▶ Dataset extract
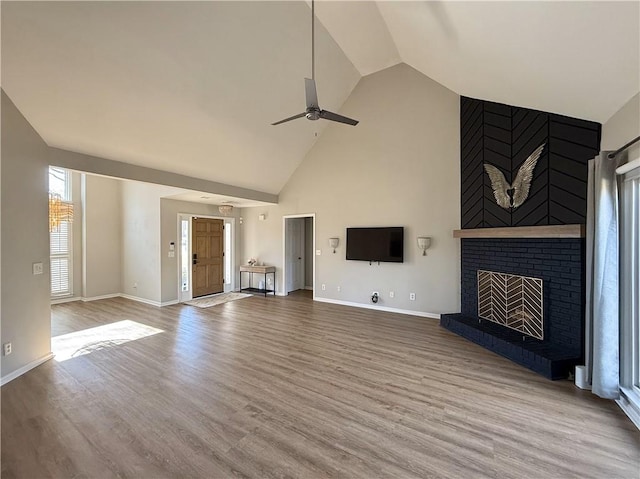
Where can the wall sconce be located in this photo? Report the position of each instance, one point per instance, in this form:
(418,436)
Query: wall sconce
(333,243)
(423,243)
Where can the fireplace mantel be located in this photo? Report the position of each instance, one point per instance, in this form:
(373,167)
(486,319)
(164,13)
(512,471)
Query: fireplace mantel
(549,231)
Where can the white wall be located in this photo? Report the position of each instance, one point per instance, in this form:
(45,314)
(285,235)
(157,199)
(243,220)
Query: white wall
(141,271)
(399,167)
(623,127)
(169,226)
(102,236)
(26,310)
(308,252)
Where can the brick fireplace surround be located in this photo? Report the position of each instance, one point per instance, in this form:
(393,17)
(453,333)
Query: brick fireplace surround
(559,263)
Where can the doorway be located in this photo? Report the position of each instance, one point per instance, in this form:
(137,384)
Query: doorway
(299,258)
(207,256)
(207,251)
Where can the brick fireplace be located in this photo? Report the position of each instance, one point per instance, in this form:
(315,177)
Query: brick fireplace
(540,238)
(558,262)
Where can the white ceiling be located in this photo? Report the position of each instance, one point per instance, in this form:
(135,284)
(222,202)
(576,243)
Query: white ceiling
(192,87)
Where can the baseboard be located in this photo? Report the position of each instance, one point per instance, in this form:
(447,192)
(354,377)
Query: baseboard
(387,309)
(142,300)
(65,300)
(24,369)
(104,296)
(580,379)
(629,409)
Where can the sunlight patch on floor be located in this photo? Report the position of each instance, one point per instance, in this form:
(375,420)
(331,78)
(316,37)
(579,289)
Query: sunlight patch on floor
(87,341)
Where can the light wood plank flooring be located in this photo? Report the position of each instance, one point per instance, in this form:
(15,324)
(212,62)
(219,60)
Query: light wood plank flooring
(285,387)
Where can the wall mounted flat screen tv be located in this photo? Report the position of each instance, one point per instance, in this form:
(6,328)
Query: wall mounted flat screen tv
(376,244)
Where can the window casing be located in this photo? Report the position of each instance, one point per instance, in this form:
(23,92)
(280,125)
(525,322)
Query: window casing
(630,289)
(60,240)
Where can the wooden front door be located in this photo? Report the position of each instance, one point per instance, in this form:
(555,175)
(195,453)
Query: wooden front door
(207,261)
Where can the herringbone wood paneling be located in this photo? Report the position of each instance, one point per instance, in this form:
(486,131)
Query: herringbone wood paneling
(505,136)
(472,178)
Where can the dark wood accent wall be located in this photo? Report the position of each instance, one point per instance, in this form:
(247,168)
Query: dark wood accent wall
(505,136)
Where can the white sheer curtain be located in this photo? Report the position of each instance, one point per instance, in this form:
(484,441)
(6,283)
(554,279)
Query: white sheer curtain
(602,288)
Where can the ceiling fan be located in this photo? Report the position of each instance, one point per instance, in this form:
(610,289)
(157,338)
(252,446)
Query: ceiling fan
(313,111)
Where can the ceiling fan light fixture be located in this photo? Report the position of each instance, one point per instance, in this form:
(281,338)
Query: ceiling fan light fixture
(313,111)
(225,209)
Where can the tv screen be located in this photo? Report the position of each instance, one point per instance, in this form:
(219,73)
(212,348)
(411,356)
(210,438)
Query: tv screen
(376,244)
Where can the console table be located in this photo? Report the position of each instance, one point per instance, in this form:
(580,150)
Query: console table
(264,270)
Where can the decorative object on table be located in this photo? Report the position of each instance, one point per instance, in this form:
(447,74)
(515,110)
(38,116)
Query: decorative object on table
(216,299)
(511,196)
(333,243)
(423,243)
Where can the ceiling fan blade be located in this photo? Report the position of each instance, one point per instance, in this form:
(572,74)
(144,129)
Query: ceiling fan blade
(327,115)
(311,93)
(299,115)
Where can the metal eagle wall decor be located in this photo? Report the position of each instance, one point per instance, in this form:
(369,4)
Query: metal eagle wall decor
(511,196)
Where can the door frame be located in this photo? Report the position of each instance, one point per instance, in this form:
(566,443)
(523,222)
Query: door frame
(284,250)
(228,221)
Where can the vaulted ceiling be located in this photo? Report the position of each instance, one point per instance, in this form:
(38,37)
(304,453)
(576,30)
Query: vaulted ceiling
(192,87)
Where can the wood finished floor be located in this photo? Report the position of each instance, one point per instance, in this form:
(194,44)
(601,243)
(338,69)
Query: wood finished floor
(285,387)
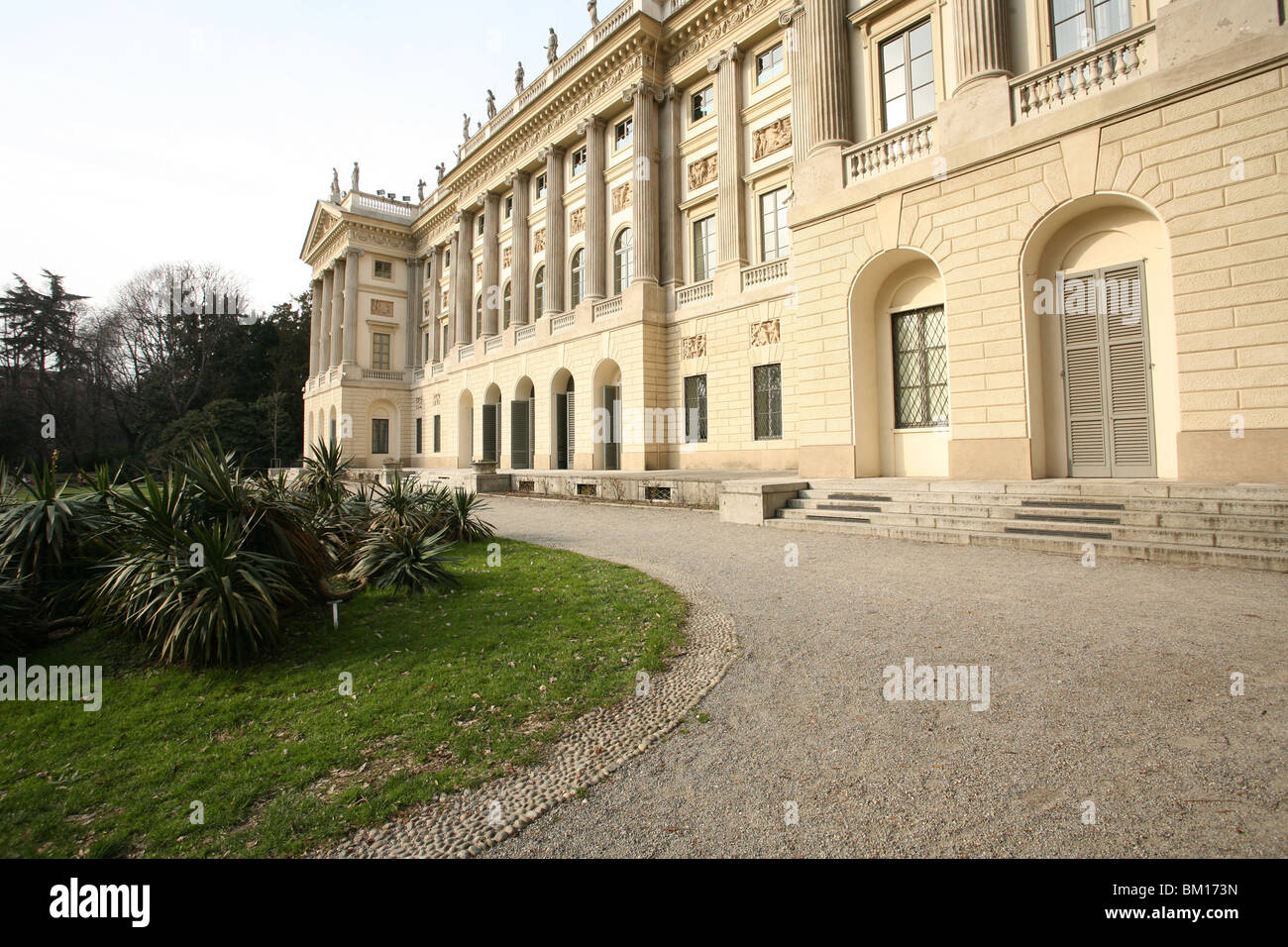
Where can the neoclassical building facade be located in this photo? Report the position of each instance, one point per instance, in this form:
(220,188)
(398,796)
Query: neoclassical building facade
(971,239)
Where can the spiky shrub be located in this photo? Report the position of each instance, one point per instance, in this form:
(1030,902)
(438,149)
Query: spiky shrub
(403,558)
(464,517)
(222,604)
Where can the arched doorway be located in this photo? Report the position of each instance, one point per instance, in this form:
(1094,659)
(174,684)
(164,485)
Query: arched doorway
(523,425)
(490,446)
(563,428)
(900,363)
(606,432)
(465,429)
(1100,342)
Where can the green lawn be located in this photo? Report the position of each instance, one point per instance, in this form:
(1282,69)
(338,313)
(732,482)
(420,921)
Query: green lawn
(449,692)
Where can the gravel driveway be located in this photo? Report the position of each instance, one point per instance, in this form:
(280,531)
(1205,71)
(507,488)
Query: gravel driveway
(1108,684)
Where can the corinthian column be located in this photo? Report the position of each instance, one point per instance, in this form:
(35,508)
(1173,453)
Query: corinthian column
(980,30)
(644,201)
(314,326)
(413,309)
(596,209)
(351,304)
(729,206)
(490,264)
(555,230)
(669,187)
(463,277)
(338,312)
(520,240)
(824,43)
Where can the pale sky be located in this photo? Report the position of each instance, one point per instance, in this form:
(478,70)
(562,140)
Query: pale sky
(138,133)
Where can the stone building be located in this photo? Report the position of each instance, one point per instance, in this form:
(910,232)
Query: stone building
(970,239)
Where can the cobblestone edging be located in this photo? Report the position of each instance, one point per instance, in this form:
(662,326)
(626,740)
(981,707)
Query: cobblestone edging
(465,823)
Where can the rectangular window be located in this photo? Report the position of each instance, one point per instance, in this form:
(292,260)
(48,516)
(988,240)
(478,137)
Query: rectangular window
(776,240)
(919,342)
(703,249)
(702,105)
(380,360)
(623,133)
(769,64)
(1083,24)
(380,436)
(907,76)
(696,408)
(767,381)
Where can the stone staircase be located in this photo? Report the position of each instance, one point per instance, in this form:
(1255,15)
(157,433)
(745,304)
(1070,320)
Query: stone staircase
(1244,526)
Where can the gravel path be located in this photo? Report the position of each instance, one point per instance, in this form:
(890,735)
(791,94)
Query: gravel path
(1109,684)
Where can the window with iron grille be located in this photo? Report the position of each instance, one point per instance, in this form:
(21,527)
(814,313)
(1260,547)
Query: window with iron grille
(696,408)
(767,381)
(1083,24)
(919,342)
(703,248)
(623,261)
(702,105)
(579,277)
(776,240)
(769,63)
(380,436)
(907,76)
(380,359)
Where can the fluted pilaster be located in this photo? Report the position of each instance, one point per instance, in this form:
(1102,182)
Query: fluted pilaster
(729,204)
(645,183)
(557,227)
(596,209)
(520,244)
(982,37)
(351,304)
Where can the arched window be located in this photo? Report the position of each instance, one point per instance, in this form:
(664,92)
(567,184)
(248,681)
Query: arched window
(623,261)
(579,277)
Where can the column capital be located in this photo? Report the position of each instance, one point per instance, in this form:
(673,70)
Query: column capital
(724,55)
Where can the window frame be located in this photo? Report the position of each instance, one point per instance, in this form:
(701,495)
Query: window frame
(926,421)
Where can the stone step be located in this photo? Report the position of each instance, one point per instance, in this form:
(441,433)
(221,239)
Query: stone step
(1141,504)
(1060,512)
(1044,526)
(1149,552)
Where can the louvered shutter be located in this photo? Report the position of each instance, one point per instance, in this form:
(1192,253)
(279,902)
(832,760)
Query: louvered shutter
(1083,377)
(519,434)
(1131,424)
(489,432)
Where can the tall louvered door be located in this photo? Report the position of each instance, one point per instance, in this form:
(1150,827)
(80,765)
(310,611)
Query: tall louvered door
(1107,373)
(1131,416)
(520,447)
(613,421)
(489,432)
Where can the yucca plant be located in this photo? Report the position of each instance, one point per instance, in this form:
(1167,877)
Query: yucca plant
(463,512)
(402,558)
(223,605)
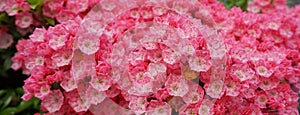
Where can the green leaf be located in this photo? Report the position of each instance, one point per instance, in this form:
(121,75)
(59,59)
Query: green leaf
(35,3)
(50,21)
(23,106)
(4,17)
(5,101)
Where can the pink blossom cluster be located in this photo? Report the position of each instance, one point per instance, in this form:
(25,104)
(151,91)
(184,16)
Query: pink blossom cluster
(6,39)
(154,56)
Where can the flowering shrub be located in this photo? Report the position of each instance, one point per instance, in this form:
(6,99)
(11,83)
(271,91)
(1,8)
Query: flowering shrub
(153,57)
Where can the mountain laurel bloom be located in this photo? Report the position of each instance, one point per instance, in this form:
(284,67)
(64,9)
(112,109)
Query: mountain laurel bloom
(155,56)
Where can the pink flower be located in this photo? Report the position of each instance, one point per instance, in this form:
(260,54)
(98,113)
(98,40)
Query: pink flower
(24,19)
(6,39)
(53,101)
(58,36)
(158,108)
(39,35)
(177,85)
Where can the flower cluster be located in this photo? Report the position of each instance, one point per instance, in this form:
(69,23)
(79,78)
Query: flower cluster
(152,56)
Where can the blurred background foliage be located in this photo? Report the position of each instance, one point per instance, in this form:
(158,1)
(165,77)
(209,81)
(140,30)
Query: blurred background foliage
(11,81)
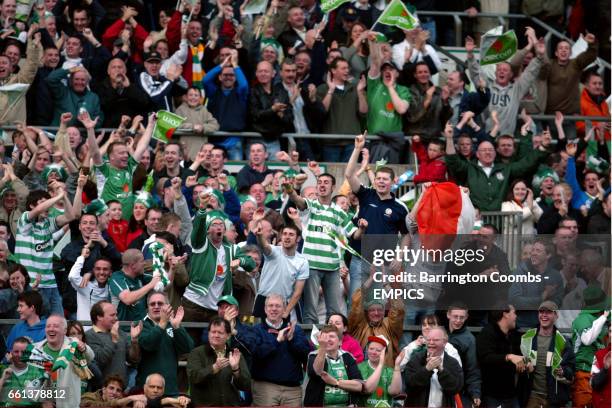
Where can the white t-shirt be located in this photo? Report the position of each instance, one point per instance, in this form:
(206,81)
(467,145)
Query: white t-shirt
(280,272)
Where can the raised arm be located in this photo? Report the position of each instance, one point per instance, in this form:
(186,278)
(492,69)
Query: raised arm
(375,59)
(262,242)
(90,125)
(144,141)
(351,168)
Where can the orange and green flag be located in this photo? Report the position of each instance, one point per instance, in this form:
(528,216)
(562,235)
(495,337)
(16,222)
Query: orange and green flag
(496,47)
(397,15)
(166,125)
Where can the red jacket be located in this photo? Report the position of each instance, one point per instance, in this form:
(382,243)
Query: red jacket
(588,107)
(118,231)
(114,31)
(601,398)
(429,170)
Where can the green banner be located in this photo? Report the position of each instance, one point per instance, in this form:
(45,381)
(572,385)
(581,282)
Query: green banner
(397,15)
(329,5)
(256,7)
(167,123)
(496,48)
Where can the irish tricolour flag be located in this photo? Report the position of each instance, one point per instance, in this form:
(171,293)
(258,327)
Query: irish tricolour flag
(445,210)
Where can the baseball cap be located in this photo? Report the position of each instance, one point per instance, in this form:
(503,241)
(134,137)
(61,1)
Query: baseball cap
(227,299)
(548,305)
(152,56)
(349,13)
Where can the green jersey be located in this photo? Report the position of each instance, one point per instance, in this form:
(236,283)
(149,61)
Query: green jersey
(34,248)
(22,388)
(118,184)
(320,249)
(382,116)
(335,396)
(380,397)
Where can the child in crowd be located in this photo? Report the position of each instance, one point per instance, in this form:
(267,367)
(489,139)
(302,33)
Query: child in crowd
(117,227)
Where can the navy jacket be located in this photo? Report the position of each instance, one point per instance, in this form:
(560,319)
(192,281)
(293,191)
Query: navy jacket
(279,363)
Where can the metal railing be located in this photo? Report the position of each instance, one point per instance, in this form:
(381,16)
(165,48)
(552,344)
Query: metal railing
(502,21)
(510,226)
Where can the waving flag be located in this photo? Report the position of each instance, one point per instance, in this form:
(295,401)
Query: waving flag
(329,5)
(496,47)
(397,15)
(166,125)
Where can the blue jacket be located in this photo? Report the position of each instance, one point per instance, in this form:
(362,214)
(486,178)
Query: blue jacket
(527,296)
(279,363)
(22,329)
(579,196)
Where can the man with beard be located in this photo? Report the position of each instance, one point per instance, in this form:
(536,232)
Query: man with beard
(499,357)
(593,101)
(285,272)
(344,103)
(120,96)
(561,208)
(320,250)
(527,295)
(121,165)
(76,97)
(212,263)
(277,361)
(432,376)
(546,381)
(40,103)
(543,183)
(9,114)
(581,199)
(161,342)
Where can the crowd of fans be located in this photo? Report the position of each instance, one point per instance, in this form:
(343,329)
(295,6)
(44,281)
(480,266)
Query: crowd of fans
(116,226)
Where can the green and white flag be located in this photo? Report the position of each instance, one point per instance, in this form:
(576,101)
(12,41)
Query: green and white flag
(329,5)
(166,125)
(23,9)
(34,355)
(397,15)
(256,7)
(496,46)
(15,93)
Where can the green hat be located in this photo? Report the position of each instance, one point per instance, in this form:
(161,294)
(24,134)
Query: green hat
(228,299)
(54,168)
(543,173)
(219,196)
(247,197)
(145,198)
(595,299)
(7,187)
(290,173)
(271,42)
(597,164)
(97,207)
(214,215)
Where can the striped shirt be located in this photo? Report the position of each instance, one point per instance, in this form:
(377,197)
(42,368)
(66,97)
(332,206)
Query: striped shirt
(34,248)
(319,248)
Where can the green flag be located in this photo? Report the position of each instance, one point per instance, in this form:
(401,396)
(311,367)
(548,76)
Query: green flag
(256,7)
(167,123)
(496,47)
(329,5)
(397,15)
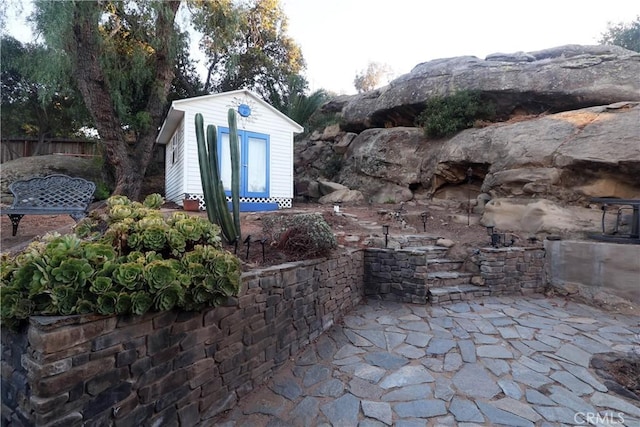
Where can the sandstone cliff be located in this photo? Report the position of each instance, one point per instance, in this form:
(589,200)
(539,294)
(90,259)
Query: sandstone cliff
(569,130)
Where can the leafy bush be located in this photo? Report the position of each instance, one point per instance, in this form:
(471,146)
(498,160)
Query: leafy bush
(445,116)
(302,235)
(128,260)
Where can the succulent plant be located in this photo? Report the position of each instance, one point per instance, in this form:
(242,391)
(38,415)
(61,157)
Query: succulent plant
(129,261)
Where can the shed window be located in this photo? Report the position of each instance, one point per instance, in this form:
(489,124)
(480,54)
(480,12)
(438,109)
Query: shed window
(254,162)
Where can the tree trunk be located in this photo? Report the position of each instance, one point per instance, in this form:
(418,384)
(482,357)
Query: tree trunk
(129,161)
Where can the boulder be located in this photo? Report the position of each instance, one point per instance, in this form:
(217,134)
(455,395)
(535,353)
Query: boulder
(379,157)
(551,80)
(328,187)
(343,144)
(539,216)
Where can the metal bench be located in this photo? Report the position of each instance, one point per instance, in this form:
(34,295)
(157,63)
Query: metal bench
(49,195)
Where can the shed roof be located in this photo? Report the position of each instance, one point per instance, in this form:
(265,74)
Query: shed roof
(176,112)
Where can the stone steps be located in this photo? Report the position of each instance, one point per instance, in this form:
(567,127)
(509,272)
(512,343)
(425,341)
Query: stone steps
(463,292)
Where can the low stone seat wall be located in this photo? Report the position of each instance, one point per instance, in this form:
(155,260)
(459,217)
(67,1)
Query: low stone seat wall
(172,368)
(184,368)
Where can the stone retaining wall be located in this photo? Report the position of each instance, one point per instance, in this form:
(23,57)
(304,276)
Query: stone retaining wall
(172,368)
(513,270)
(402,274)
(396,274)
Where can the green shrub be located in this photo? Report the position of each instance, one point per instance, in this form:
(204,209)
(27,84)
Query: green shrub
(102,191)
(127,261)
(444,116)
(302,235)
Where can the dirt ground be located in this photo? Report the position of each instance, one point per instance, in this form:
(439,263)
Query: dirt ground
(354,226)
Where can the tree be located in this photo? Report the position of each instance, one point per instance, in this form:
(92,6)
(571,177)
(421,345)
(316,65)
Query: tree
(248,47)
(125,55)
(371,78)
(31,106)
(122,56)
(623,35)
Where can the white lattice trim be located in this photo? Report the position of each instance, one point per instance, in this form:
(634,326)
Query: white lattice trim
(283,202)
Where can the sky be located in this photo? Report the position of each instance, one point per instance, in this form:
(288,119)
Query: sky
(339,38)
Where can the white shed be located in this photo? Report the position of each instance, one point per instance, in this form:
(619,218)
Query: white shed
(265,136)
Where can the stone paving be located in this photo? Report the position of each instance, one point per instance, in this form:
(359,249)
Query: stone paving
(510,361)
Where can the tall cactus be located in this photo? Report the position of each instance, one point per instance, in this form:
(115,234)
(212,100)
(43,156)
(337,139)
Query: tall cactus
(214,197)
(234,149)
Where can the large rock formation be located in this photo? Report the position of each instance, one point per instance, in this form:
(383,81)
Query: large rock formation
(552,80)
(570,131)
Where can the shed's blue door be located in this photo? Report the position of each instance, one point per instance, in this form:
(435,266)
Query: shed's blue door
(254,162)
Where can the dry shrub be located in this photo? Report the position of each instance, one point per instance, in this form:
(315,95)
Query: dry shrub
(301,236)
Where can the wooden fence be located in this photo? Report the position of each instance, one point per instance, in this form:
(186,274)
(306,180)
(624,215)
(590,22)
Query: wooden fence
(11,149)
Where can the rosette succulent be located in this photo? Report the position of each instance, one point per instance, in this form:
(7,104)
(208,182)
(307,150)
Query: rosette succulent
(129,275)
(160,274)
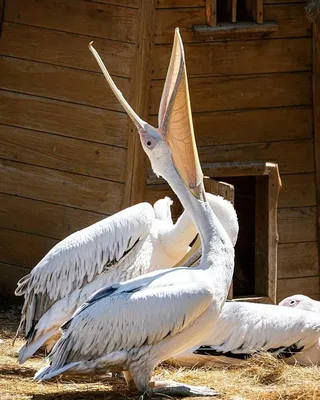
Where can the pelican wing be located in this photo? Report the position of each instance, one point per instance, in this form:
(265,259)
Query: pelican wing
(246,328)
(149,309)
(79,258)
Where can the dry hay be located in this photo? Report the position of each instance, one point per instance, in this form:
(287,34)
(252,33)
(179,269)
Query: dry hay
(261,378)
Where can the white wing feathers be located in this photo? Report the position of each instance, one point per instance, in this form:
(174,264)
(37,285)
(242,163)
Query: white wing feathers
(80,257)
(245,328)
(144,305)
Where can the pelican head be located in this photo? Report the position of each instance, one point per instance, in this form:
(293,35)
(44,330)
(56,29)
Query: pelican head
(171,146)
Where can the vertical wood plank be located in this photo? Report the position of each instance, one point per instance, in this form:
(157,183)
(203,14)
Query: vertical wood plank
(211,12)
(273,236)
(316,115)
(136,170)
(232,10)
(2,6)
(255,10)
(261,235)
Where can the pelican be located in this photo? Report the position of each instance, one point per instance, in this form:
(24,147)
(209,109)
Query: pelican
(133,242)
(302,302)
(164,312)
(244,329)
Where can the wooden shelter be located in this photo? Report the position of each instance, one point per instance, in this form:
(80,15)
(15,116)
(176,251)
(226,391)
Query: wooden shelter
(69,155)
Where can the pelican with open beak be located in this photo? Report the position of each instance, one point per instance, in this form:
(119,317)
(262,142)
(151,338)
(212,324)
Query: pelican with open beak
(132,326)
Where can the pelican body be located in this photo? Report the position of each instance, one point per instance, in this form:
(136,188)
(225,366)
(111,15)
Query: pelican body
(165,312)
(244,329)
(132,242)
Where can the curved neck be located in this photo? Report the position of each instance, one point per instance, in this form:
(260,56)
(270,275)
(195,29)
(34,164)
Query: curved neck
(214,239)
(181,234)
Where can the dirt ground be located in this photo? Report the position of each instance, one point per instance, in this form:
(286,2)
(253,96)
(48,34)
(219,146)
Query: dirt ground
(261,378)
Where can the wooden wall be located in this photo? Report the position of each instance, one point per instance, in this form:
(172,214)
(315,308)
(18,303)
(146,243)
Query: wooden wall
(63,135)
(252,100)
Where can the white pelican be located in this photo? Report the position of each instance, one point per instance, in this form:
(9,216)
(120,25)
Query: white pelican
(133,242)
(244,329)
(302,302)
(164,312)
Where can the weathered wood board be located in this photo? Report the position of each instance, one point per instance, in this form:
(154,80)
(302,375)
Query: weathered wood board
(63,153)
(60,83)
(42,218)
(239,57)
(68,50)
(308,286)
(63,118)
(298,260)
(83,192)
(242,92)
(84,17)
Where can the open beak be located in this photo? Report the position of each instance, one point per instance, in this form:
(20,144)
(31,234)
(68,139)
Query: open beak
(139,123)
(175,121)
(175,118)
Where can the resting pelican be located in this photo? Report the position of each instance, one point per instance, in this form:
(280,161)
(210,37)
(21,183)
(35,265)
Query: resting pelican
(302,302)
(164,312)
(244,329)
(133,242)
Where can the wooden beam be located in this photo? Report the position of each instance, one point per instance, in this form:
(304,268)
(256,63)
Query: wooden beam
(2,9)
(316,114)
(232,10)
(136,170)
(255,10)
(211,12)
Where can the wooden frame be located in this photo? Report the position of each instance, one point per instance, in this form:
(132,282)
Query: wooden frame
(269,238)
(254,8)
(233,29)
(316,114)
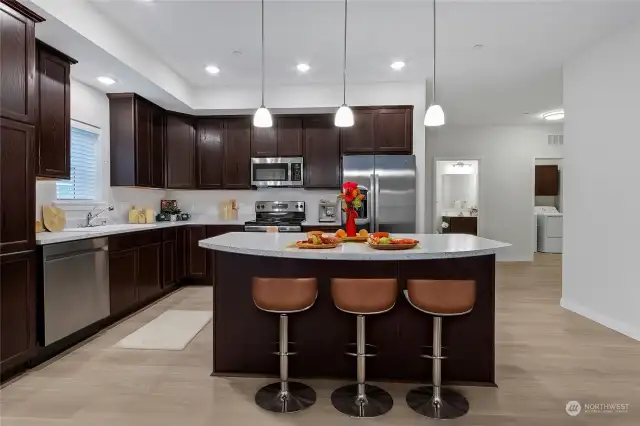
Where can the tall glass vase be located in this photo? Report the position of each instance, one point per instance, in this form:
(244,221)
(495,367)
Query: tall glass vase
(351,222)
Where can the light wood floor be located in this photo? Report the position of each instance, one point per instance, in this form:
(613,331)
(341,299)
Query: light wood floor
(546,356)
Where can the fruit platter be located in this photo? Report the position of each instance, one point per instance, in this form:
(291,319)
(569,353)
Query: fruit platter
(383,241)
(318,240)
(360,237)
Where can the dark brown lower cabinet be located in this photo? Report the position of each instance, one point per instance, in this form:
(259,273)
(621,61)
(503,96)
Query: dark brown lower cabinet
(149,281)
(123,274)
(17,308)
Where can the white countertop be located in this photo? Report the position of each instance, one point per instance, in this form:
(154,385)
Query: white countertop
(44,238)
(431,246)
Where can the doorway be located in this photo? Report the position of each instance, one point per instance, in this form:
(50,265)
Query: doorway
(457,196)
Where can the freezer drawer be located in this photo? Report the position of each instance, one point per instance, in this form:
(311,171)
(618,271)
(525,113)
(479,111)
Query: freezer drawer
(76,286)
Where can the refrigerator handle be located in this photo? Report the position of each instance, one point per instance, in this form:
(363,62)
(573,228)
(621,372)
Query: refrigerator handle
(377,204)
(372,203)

▶ The problem
Nothing but the lines from the line with "Where can the tall glass" to the last line of the listing above should appear; please retype them exactly, both ends included.

▶ The response
Where can the tall glass vase be located in this photo? Report the position of each instance, one point per instance, in this form:
(244,221)
(495,367)
Query: tall glass vase
(351,222)
Where can the light wood floor be located in this photo? Report the position of each instance, one point per instance, in this form:
(613,331)
(341,299)
Query: light wood floor
(546,356)
Where can the fruit platter be located in this photo? Report the position of each instance, one point per instance, in this form:
(291,319)
(569,353)
Query: fruit platter
(383,241)
(318,240)
(360,237)
Where can the dark brown lower cabinet be located in this photo? Report the position of each instance, one point per instance, in this form:
(259,273)
(621,61)
(503,96)
Query: dark brown lower cabinet
(149,281)
(123,274)
(17,308)
Where can the white countertop be located in this photo? Report the position of each instance, one point per instance, in this form:
(154,385)
Query: white countertop
(44,238)
(431,246)
Where can the doorway be located in this photo? Report the position of each instance, one point per instance, in this form:
(50,265)
Query: doorway
(457,196)
Where can the freezer drawer be located in this photo? Report the position of each instance, one point per instance, in this form:
(311,171)
(618,271)
(525,113)
(479,111)
Query: freezer drawer
(76,286)
Where can the refrigerator handle be located in this photo? Report the position of each instance, one point per instance, in this form:
(363,62)
(573,228)
(621,372)
Query: refrigerator handle
(377,204)
(372,203)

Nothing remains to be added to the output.